### ASSIGNMENT:
Every line below from the one containing "Task: indicate one point on every instance of the sofa armrest" to the final line must be reproduced exactly, and no other line may appear in the answer.

Image point grounding data
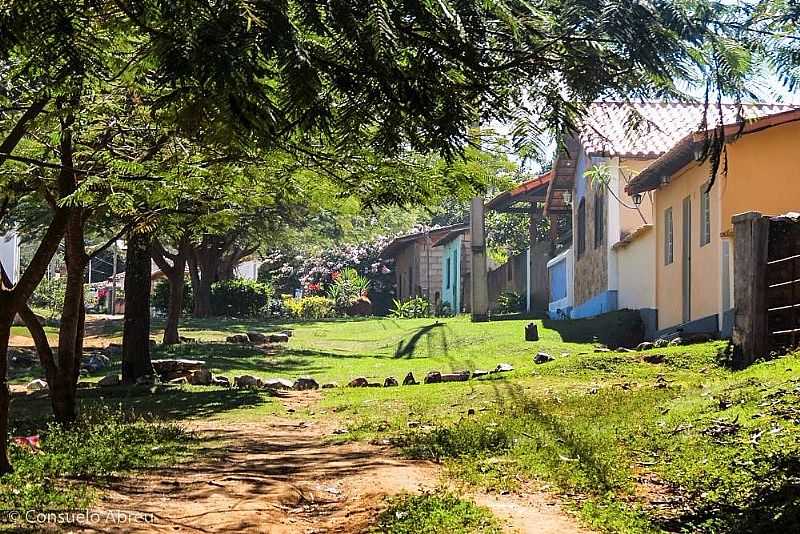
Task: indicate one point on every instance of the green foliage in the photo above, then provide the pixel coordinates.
(347, 287)
(509, 302)
(314, 307)
(411, 308)
(240, 297)
(102, 444)
(436, 513)
(49, 295)
(160, 297)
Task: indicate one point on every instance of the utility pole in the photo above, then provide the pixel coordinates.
(114, 281)
(479, 278)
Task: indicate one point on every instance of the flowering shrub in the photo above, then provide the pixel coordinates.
(313, 272)
(411, 308)
(240, 297)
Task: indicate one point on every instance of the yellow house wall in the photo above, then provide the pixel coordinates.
(630, 219)
(706, 260)
(763, 173)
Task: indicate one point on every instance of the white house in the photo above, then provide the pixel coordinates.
(9, 255)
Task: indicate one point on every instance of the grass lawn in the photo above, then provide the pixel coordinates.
(679, 444)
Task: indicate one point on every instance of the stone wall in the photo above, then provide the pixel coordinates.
(591, 267)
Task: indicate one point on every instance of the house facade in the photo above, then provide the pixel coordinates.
(527, 274)
(9, 255)
(694, 246)
(456, 261)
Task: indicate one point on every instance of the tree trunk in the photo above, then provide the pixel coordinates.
(201, 285)
(174, 309)
(63, 386)
(6, 318)
(136, 335)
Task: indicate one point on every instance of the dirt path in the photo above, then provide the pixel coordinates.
(282, 476)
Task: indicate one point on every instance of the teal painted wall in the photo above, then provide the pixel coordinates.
(451, 274)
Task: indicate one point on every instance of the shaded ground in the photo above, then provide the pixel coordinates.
(283, 476)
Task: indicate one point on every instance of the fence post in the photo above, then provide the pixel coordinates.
(750, 242)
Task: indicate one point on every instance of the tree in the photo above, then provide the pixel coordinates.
(351, 85)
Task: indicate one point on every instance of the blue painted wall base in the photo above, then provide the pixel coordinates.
(602, 303)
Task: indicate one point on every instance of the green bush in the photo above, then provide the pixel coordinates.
(160, 297)
(347, 287)
(101, 444)
(240, 297)
(309, 307)
(436, 513)
(411, 308)
(509, 302)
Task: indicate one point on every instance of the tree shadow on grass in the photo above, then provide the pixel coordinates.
(32, 411)
(407, 348)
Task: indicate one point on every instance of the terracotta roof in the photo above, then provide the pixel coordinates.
(517, 194)
(683, 151)
(646, 130)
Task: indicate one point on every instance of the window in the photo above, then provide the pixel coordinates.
(669, 236)
(599, 219)
(705, 215)
(581, 237)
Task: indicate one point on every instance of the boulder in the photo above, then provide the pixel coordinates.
(256, 337)
(36, 385)
(109, 380)
(221, 381)
(201, 377)
(305, 383)
(503, 368)
(461, 376)
(358, 382)
(654, 358)
(163, 367)
(279, 383)
(247, 381)
(433, 377)
(390, 382)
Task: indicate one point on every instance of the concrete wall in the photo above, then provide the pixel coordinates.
(763, 174)
(637, 272)
(510, 276)
(9, 255)
(591, 266)
(560, 270)
(420, 262)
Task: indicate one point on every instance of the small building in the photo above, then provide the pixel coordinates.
(615, 229)
(526, 274)
(418, 263)
(693, 242)
(456, 256)
(9, 255)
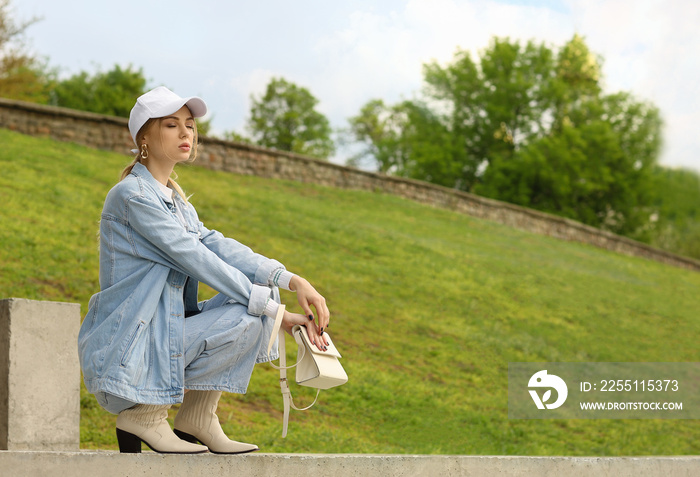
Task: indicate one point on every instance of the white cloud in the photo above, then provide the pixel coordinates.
(349, 52)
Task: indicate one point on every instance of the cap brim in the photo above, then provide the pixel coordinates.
(196, 105)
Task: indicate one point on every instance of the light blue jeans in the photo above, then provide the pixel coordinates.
(221, 347)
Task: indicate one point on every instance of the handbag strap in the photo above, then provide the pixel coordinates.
(287, 399)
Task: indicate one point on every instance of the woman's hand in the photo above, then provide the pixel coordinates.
(290, 319)
(308, 297)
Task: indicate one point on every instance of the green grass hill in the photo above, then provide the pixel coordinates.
(428, 308)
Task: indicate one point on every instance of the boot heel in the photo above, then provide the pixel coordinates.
(128, 442)
(186, 437)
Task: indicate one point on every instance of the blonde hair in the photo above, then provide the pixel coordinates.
(138, 160)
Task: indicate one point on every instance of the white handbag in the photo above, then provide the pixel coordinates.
(315, 368)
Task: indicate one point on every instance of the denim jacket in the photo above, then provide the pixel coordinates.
(132, 338)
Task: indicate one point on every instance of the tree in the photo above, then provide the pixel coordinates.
(527, 125)
(406, 139)
(284, 118)
(110, 92)
(22, 76)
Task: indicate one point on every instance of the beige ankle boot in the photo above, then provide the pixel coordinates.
(147, 423)
(196, 421)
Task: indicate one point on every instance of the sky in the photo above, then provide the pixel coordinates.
(346, 52)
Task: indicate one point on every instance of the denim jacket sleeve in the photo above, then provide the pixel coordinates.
(256, 267)
(182, 249)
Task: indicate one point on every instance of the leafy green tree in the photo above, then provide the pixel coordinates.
(491, 107)
(22, 76)
(527, 125)
(406, 139)
(110, 92)
(285, 118)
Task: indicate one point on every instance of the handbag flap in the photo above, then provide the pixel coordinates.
(332, 351)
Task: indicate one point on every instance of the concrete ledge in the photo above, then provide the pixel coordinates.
(104, 464)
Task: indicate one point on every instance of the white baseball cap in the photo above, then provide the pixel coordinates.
(158, 103)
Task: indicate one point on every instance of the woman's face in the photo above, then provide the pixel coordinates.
(171, 138)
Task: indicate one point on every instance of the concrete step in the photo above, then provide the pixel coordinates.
(110, 463)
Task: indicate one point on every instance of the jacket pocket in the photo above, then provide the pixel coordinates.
(131, 343)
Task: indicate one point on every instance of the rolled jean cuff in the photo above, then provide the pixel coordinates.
(258, 299)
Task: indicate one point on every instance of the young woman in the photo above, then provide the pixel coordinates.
(146, 343)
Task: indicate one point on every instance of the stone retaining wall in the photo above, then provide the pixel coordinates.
(110, 133)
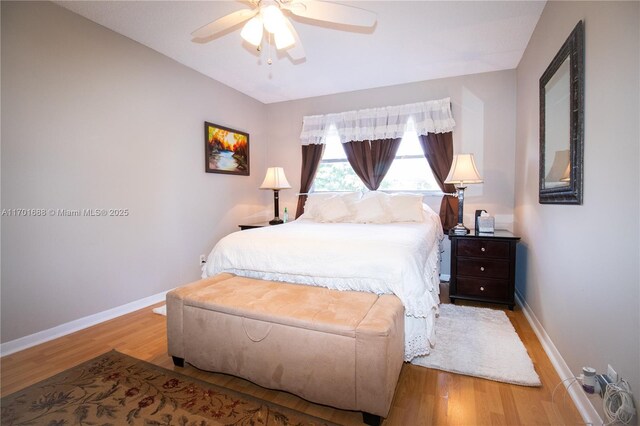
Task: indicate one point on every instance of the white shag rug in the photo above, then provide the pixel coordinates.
(479, 342)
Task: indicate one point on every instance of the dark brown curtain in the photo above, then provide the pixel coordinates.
(438, 149)
(371, 159)
(311, 156)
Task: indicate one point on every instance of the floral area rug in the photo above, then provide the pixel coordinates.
(115, 389)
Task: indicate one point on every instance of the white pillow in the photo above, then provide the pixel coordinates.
(370, 210)
(405, 207)
(333, 210)
(314, 202)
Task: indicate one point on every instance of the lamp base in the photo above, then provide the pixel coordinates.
(459, 229)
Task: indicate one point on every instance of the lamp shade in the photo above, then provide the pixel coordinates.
(463, 171)
(275, 179)
(566, 176)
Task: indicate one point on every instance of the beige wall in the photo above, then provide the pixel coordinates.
(91, 119)
(483, 106)
(579, 267)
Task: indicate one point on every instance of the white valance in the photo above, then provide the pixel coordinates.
(379, 123)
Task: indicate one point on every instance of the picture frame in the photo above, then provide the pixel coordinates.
(226, 150)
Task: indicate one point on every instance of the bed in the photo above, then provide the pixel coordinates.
(384, 256)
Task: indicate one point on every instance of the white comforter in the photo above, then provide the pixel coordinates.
(398, 258)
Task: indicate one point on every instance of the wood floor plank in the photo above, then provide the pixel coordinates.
(423, 396)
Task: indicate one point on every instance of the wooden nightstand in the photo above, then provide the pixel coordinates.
(483, 267)
(254, 225)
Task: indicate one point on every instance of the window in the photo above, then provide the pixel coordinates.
(409, 171)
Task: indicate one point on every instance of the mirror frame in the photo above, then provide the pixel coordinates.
(573, 48)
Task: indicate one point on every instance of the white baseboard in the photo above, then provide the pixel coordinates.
(589, 414)
(70, 327)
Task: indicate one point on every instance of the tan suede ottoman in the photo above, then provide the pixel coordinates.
(339, 348)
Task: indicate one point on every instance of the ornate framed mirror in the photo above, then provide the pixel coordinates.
(562, 123)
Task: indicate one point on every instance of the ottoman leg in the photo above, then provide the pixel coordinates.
(371, 419)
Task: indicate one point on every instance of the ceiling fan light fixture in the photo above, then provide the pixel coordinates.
(274, 20)
(253, 30)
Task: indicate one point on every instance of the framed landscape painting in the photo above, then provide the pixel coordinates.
(225, 150)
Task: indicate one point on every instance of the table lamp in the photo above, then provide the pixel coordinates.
(463, 171)
(276, 180)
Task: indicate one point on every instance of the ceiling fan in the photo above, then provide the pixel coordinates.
(267, 16)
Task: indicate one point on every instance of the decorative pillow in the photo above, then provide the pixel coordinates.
(370, 210)
(333, 210)
(405, 207)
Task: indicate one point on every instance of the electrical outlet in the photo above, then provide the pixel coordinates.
(612, 374)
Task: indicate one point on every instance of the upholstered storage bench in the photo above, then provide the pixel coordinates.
(338, 348)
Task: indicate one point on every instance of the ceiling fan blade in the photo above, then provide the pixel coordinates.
(331, 12)
(207, 32)
(296, 51)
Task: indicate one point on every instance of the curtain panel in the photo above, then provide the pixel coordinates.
(379, 123)
(311, 156)
(438, 150)
(371, 160)
(371, 137)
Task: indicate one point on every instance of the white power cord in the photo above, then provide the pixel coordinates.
(618, 403)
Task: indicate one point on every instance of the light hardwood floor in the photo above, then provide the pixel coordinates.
(423, 396)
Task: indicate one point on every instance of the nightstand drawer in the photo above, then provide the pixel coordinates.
(483, 268)
(483, 248)
(486, 288)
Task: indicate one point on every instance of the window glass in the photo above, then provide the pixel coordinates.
(409, 171)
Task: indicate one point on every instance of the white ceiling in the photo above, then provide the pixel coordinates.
(412, 41)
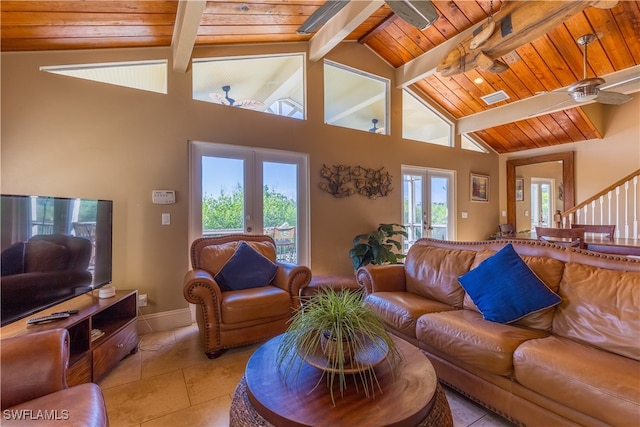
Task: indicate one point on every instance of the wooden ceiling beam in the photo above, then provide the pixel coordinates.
(540, 104)
(425, 64)
(185, 32)
(340, 26)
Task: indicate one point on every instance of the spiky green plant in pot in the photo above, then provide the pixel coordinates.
(341, 325)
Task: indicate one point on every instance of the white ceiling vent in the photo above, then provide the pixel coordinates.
(494, 97)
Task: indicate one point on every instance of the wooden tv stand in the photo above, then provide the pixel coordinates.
(90, 360)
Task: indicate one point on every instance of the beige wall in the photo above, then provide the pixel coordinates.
(598, 162)
(68, 137)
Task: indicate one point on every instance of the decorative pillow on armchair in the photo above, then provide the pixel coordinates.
(246, 269)
(505, 289)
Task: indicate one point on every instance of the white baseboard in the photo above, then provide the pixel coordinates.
(163, 321)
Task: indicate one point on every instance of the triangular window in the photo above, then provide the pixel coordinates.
(144, 75)
(421, 123)
(469, 144)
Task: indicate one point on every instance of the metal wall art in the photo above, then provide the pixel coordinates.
(343, 181)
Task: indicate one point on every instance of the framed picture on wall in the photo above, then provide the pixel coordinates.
(479, 188)
(519, 189)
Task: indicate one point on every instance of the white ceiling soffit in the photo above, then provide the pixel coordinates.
(545, 103)
(185, 31)
(340, 26)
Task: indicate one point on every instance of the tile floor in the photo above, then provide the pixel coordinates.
(170, 382)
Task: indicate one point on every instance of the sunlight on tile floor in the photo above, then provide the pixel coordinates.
(170, 382)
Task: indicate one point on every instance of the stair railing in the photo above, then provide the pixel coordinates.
(617, 204)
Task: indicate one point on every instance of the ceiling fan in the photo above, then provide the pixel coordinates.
(594, 88)
(419, 13)
(250, 104)
(375, 128)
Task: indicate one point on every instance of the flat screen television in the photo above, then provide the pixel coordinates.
(52, 249)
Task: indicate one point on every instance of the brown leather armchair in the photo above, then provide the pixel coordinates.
(233, 318)
(34, 385)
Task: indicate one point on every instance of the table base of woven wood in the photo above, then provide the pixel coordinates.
(243, 414)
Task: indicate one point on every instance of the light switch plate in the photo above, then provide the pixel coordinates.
(163, 197)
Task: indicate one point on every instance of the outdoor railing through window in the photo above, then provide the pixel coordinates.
(285, 239)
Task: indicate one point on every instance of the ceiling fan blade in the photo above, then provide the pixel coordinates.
(630, 79)
(555, 107)
(419, 13)
(249, 104)
(321, 16)
(219, 99)
(612, 98)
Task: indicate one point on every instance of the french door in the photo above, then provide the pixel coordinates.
(427, 204)
(542, 202)
(253, 191)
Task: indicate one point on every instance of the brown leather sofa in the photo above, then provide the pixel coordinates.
(234, 318)
(34, 385)
(577, 363)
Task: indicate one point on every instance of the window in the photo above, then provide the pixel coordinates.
(469, 144)
(271, 84)
(355, 99)
(421, 123)
(253, 191)
(143, 75)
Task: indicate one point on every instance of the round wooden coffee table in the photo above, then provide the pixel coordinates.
(410, 396)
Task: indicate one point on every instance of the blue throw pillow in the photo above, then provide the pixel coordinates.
(247, 268)
(505, 289)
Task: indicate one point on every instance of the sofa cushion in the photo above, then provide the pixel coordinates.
(549, 270)
(433, 273)
(41, 255)
(401, 310)
(247, 268)
(600, 307)
(213, 257)
(505, 289)
(464, 335)
(589, 380)
(254, 304)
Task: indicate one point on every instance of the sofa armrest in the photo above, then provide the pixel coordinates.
(33, 365)
(292, 278)
(381, 278)
(199, 287)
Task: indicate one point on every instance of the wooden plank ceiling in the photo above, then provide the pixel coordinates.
(550, 62)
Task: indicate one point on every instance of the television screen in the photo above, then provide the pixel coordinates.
(53, 249)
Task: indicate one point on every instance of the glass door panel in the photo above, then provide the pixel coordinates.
(223, 195)
(280, 207)
(541, 202)
(412, 208)
(427, 209)
(439, 207)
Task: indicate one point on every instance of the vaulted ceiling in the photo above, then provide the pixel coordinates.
(527, 119)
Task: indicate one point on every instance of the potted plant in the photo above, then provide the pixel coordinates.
(335, 332)
(377, 247)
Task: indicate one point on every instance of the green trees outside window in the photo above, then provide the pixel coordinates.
(226, 210)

### EXERCISE SOLUTION:
Task: indicate one point on every instance of the sofa armrest in the photo above, then provide the pixel coordinates.
(33, 365)
(292, 278)
(381, 278)
(199, 287)
Task: indicate one point on every instance of the wooden plank ceiling in the photo above, then provide the pixel coordinates.
(550, 62)
Task: indicate one point on every instance of the television screen in the photo above, then provide the pixel coordinates.
(53, 249)
Task: indicate one point on every instance of the glass door panel in the photo above, then provide the pixel coordinates.
(223, 195)
(280, 207)
(541, 202)
(412, 208)
(427, 209)
(439, 207)
Task: indicate one point on every instance of the vaulted ceiling in the photo above, then provide the pixel coordinates.
(527, 119)
Task: indicate one point on every instance of the potted plant in the photo above, then provide the pixel coordinates.
(335, 332)
(377, 247)
Task: indicate one point on every instance of the green trees outside window in the photo above, then provide the pixel coordinates.
(226, 210)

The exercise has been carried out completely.